-- START Data shown --

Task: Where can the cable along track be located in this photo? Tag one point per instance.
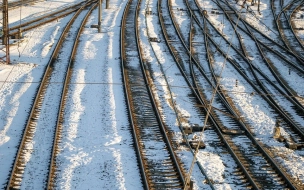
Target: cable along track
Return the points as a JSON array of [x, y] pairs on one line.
[[259, 178], [235, 65], [293, 113], [15, 29], [50, 98], [158, 164], [285, 29]]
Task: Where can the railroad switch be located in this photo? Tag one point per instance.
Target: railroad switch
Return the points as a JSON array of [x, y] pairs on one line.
[[233, 132], [187, 130], [294, 146], [154, 39], [195, 143]]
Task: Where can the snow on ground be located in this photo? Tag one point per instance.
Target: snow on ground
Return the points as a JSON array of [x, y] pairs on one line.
[[97, 148], [18, 87]]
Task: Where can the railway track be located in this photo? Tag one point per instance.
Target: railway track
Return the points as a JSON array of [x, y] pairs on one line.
[[50, 92], [15, 29], [16, 4], [159, 166], [265, 154], [272, 76], [284, 26]]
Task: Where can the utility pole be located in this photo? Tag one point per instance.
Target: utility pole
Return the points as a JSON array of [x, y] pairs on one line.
[[107, 4], [99, 16], [5, 32]]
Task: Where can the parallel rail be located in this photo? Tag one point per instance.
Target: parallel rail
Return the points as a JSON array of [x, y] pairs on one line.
[[19, 166], [162, 171], [39, 21], [265, 155]]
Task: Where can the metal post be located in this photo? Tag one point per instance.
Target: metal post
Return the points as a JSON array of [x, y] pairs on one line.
[[107, 4], [99, 17], [5, 37]]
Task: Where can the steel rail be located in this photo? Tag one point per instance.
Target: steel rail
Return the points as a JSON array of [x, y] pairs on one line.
[[300, 59], [176, 112], [265, 154], [18, 166], [286, 42], [150, 183], [140, 157], [290, 95], [55, 148], [217, 127], [15, 30]]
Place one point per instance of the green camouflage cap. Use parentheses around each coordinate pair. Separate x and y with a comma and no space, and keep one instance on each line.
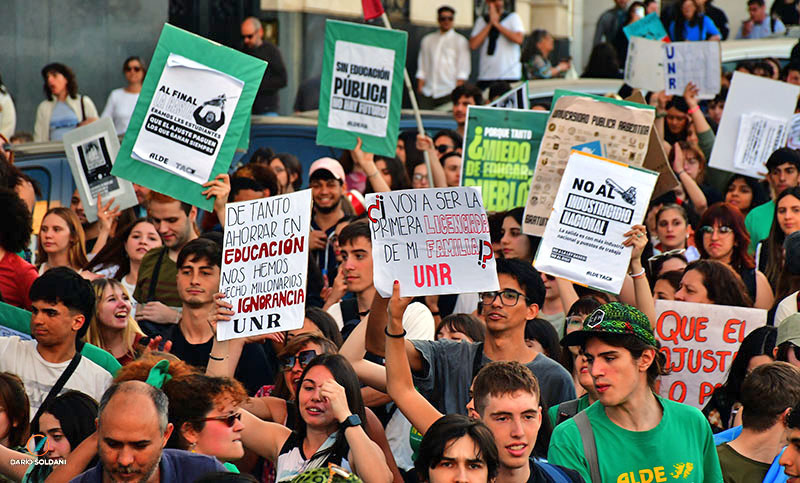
(613,318)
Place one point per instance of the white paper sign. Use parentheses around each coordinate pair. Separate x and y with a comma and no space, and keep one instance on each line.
(433,241)
(598,201)
(264,264)
(187,119)
(644,67)
(697,62)
(700,342)
(514,99)
(749,95)
(361,89)
(759,136)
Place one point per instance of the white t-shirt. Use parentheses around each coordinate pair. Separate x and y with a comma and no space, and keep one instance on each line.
(119,107)
(20,357)
(504,64)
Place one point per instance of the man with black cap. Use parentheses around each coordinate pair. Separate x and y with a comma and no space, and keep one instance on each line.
(327,182)
(632,434)
(783,171)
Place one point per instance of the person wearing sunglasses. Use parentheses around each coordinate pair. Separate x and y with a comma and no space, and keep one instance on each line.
(722,237)
(444,61)
(121,101)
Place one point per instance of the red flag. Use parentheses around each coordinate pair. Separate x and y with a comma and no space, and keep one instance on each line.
(372,9)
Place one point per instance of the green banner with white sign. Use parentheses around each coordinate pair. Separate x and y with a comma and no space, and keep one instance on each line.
(500,154)
(362,87)
(194,105)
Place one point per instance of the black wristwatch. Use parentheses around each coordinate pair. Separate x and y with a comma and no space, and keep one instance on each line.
(352,420)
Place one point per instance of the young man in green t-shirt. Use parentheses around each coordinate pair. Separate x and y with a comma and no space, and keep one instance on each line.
(638,435)
(768,393)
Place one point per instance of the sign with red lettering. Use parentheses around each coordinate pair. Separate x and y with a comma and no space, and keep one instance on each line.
(433,241)
(700,342)
(264,264)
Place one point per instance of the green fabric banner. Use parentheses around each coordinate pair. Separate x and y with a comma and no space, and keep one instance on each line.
(500,154)
(362,87)
(194,105)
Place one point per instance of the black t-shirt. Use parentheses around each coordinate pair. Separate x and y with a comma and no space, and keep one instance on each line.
(254,369)
(540,475)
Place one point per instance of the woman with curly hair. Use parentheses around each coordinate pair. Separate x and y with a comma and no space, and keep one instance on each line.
(64,109)
(722,237)
(16,274)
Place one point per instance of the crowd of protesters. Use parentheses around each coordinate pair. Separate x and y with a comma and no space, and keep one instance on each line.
(110,369)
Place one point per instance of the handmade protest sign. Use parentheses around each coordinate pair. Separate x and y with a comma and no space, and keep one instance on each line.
(755,122)
(434,241)
(644,66)
(597,202)
(513,99)
(697,62)
(500,154)
(91,151)
(622,127)
(648,27)
(194,104)
(362,87)
(264,264)
(700,342)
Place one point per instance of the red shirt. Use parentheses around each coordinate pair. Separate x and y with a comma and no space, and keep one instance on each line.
(16,278)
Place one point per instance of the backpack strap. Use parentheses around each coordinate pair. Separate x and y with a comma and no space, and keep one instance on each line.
(589,444)
(567,410)
(554,472)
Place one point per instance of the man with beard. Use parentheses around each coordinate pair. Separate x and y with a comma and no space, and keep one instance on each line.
(132,430)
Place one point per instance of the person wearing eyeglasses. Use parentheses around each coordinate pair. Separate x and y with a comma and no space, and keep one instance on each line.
(723,237)
(783,172)
(444,61)
(275,77)
(121,101)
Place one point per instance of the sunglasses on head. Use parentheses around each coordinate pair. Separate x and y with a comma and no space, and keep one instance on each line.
(302,358)
(228,419)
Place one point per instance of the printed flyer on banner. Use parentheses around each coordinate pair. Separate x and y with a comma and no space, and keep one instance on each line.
(500,154)
(433,241)
(362,87)
(622,128)
(190,116)
(697,62)
(597,202)
(753,126)
(700,342)
(187,119)
(265,263)
(513,99)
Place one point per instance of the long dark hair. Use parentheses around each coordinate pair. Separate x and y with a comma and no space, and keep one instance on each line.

-- END Data shown --

### Challenge
Quote every one of the lines above word for word, leaving the pictures out.

### Finished exercise
Task: Where can the cable along track be located in this photo? Tag one point per instance.
Target: cable along track
Return the points as a JSON array of [x, y] pairs on one line.
[[259, 178], [235, 65], [293, 113], [15, 29], [50, 98], [158, 164], [285, 29]]
Task: Where can the railroad switch be located in this photo? Tag one point per instance.
Target: railroad switch
Return the points as a JSON array of [x, y] pairs on one line.
[[233, 132], [187, 130], [294, 146], [154, 39], [195, 143]]
Task: Where can the snow on ground be located in this photo? Tag one point per instance.
Target: snow on ground
Return the points as a JSON array of [x, y] pairs on one line.
[[97, 148], [18, 87]]
Task: Where can the railway track be located in this photo? Tag one point per instance.
Target: railway track
Return the points as a JSON array of [x, y] pairs on one line.
[[50, 92], [15, 29], [16, 4], [159, 166], [265, 154], [272, 76], [284, 26]]
Task: Where can the utility pole be located in this photo? Tag one point per instance.
Target: utility pole
Return the points as a JSON array of [x, y] pairs on one line.
[[107, 4], [99, 16], [5, 32]]
Task: Where can the parallel rail be located in this photo? Tag one point per instance.
Target: parallel rail
Return the points as a JSON array of [x, y] pairs on one line.
[[19, 166], [162, 171], [39, 21], [265, 155]]
Task: Where can the metal post be located in this photo? Tag one point per instance.
Target: metal post
Return the points as a JSON array of [x, y] pairs on one line.
[[107, 4], [99, 17], [5, 37]]
Task: Where can the steel rail be located in this photo? Tag one point per instance.
Target: steel rail
Return the points as a JSON array of [x, y] pairs on one line.
[[300, 59], [176, 112], [265, 154], [18, 166], [286, 42], [150, 183], [140, 157], [290, 95], [55, 148], [217, 127], [15, 30]]
Place one point per instance of the green camouflage cap. Use parentheses around each coordinate pair. Separate x and y with a comma and no space, and keep one instance on each line.
(613,318)
Place one point per instance of the white paper sign. Use parentheses around each coordinate pair. Separate x and y with a comma and no space, and keep one instance on each line.
(433,241)
(598,201)
(264,264)
(187,119)
(644,67)
(697,62)
(700,342)
(514,99)
(749,95)
(361,89)
(759,136)
Place one point per instance of the white t-shirt. Use parentheses around each coordinate pair. Separate x and y with a comma and no space, and keep one instance on each line.
(119,107)
(20,357)
(504,64)
Place one point per instance of the man with black cap. Use parentheses around each coordinate pair. Separate x and y with a comma and no space, and keep one instance on each line.
(327,182)
(632,434)
(783,171)
Place one point per instance of the person wearing sunglasses. Use parentheses around each coordinate pair. Separate x and y with a comma and no space, and keep one instance on each line.
(722,237)
(444,61)
(121,101)
Place one point per instance of the red flag. Use parentheses around each coordinate pair. Separate x and y with a comma and no space, and keep one instance on each line.
(372,9)
Place one point per instance of the green banner with white sign. Use parentheses around each coordinate pair. Separate x and y with a comma and no space, and keep one instance on each line.
(500,154)
(362,87)
(194,105)
Place one point per instance of the black wristwatch. Use parentheses around each coordinate pair. Separate x and y with a comma and no space, and keep one instance on each line.
(352,420)
Place one point per instance of the young man in green t-shirt. Use parentheses around each coordinate pair. Separate x and y with a comma and no space, and keep one instance on each line.
(638,435)
(768,393)
Place one point per instance of the sign with red lettering. Use parentheses around each coordinate pair. Separate x and y with a comma and no space, and keep one instance on each line.
(433,241)
(700,342)
(264,264)
Place one point per instance of the green fabric banner. Use parentheses around each coordinate pair. Separate x and y with a comma and no space, and keep one instance on each line.
(500,154)
(362,87)
(194,105)
Place one point per instance of the black t-shirt. Use parentheses around each coordinate pair. Separate x and y with a comma and no space, and keep one instance on each line.
(254,369)
(540,475)
Place one point per instance of the woman with curly hair. Use parentheses around each coordinate pair. Separate x and y with a comma and no space, and keep one instance on each line.
(64,109)
(722,237)
(16,274)
Place one point per instance of the crowd of protesters. Use parentheses around each coordinate pair. Separate x and y with a comma and no space, and keep one instance on each line.
(110,369)
Place one point per instance of the handmade protest sign. Use parentheses around each coordinate pair. Separate x and y with a comma and no space, and keep one instance on each line.
(755,122)
(434,241)
(644,66)
(597,202)
(513,99)
(697,62)
(500,154)
(91,151)
(622,127)
(648,27)
(194,104)
(362,87)
(264,264)
(700,342)
Place one point per instance of the red shirt. Use parentheses around each coordinate pair. Separate x and y with a comma and no space, and keep one instance on each line.
(16,278)
Place one point per instance of the backpack strap. Use parentheses around each coordinate pair. Separate x and y with a comma and no space, and keep one instance on each line.
(589,444)
(567,410)
(554,472)
Place one point per instance of the man with beard. Use parentheses around each coordinate pair. Separate x and y with a comma and no space, and keep one instance on each line.
(132,430)
Place one point per instance of the person wearing eyeglasses. Use parentheses around each coordinate pair. Separate x and y with a comma and no space, and keep one instance on each line.
(723,237)
(783,172)
(444,61)
(275,77)
(121,101)
Place one point per instance of the sunglasses on head. Use parentheses around each coordinate pair. Separate x and y with a comma and no space, and keep one instance on each line.
(302,358)
(228,419)
Place one point per instance of the printed flyer on banner. Use parentheses around each coordinate pair. Separate x and y with a comma and no space, and keep one instance on each line.
(500,154)
(433,241)
(362,87)
(622,128)
(190,116)
(697,62)
(597,202)
(753,126)
(700,342)
(187,119)
(265,263)
(513,99)
Place one point per instance of the long dark hair. Use parentheses around each coordinate pair. Separate x and y with a comma and no space, and keep one instance on each line.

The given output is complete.